WORK TO COMPLETE »
Rewrite the entries below from their start through the line containing "point(120, 282)", replacing "wooden fence" with "picket fence" and keeping everything else the same. Give only those lines.

======== RECORDS SHOWN ========

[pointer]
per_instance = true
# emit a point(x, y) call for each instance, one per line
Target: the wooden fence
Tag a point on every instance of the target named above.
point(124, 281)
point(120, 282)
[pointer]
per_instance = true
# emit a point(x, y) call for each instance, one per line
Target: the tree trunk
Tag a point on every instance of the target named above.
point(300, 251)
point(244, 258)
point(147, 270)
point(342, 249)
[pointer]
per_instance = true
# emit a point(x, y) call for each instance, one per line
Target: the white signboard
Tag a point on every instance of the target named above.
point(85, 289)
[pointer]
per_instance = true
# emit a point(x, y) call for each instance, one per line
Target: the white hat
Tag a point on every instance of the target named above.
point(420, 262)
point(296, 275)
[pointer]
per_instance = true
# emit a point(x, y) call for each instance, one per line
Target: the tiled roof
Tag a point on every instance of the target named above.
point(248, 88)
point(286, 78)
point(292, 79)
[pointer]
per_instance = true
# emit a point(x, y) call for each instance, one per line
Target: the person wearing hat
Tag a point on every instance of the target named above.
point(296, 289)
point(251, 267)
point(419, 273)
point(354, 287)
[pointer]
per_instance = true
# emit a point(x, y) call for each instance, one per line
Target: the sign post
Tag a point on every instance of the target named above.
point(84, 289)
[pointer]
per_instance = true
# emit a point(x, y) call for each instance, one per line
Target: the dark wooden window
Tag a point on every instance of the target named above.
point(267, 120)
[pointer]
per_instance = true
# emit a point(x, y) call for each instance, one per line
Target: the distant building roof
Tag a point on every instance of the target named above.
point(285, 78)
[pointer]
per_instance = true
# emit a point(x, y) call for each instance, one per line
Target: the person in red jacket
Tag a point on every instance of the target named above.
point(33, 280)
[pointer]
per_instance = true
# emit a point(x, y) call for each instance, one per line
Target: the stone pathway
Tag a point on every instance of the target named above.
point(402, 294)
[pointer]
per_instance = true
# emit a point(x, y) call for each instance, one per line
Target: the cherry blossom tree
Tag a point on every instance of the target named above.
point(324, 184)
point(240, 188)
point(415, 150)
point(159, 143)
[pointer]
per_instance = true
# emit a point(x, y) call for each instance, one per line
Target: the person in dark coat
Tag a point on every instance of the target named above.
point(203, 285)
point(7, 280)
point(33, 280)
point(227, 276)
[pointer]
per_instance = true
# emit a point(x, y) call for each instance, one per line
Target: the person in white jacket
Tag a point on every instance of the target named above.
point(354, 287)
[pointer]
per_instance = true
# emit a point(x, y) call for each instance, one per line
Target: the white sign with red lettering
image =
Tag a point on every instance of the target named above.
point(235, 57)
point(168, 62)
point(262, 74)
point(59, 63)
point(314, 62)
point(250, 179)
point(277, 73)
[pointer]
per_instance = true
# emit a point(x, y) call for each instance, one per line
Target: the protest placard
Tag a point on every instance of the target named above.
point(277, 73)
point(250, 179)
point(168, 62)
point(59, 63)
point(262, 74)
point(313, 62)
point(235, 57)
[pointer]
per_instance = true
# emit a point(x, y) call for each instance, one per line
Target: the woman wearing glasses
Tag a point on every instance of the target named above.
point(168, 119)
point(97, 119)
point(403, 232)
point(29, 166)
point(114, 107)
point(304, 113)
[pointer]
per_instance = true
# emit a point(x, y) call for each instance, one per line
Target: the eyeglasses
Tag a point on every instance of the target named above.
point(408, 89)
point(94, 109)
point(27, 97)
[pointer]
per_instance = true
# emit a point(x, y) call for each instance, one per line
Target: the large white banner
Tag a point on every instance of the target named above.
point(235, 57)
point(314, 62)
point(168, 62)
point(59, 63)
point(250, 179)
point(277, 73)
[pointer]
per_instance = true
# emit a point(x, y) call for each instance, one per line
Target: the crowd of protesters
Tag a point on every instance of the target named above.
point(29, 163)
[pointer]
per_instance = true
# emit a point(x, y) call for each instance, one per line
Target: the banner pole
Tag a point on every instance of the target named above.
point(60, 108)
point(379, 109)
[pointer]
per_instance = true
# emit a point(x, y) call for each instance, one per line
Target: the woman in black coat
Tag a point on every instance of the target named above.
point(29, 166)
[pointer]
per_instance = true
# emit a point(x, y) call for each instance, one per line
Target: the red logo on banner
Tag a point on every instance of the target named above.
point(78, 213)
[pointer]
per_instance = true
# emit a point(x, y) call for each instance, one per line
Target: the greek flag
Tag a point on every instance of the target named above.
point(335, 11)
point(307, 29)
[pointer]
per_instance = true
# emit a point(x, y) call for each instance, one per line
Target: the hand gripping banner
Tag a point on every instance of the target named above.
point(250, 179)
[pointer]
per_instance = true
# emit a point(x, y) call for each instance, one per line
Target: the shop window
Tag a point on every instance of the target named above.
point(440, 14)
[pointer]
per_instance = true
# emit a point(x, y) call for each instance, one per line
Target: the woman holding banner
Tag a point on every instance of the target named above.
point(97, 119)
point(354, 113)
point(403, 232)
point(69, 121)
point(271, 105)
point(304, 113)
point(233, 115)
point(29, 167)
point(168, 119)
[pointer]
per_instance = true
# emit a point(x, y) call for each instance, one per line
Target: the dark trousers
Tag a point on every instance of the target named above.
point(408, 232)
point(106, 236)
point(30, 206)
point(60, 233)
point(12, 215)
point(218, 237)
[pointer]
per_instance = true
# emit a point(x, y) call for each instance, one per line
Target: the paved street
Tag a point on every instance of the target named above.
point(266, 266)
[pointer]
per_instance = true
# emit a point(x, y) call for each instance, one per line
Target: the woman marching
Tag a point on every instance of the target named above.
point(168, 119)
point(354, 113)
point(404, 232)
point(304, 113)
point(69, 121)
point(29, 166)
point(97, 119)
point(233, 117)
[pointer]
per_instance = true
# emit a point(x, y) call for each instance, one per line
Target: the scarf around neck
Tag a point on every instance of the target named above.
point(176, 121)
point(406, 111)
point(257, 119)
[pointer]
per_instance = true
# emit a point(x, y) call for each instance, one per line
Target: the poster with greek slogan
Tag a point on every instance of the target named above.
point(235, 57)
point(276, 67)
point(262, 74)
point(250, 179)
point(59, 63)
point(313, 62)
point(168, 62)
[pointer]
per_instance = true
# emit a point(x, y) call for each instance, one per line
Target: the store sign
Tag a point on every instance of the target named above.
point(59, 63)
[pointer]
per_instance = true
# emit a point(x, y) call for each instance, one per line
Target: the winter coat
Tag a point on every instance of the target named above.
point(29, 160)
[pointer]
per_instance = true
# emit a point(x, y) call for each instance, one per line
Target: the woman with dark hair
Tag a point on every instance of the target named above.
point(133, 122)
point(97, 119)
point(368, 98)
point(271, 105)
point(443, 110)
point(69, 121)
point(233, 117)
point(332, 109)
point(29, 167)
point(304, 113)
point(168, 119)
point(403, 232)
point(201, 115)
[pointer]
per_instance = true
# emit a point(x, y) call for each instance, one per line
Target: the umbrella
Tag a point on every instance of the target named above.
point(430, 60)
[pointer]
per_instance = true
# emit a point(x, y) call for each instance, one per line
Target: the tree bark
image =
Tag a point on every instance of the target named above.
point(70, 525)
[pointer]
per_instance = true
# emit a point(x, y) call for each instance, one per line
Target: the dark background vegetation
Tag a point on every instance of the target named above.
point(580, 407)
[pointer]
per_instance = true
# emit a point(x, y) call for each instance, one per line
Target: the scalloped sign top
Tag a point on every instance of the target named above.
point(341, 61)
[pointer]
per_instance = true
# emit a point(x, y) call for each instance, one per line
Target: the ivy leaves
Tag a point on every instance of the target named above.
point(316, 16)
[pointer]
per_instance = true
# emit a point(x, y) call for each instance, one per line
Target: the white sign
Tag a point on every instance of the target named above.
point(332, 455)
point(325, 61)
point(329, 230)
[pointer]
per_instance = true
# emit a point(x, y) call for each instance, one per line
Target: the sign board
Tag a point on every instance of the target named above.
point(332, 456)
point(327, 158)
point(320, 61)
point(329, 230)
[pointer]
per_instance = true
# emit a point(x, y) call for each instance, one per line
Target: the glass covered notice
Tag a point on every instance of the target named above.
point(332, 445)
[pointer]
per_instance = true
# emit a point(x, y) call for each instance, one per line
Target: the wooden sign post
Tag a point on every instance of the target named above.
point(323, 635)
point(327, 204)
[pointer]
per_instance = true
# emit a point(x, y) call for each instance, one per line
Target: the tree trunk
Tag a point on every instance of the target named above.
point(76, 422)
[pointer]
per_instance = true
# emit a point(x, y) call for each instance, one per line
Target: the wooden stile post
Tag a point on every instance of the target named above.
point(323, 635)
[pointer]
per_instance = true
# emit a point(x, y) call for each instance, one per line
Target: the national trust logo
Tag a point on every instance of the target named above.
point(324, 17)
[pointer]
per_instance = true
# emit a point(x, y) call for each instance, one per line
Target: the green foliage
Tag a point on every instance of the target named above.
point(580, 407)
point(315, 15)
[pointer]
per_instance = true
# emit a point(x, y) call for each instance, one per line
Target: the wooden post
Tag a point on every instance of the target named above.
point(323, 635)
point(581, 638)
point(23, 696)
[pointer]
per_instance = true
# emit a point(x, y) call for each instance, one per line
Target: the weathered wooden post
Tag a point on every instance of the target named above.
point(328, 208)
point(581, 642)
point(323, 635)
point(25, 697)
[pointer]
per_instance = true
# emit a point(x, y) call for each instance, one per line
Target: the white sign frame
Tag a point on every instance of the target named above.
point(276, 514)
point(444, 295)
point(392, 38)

========

SOLUTION BELOW »
[pointer]
per_instance = true
# emit a point(x, y) call for each instance, one per line
Target: the picket fence
Tag a point on every instance of the target named above.
point(124, 281)
point(120, 282)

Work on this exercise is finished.